= WORK TO BE COMPLETED =
Look in the data below for the line that contains "Please point out the white". Copy that line and the remaining lines exactly.

= RECORDS FOR THE EXERCISE =

## start

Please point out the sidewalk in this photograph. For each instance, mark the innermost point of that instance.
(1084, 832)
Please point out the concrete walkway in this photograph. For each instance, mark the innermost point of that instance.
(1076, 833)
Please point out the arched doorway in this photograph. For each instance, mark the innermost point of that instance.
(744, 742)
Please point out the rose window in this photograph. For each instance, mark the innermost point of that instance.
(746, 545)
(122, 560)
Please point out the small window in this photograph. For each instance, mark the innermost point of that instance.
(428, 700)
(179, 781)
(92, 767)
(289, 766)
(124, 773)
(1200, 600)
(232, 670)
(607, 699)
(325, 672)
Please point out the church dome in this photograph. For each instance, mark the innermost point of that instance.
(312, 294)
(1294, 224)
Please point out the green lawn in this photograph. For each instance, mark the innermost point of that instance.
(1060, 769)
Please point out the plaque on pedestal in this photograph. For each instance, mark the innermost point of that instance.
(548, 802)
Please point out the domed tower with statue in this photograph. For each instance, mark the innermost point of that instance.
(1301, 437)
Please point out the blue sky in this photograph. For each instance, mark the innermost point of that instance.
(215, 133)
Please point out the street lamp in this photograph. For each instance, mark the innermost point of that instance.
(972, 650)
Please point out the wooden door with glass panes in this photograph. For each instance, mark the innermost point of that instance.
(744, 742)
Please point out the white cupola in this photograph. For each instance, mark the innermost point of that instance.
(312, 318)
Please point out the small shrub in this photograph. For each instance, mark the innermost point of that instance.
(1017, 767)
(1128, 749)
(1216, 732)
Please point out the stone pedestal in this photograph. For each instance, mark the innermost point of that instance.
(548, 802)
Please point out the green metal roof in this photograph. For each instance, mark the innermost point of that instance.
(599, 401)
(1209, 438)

## end

= OUTPUT FOR THIS EXERCISE =
Please point out the white cupola in this photograph. For each instance, mark the innermost point of that instance.
(312, 318)
Please point out the small shrub in this photograph. For each instance, mark the innermost point of that instance.
(1017, 767)
(1128, 749)
(1216, 732)
Please point out the stone pedestal in this photograph. For each instance, mark the innermost point of that instance.
(548, 802)
Please point out the green metal roof in this photograph. For each instance, mark the innermost point of that instance.
(599, 401)
(1209, 438)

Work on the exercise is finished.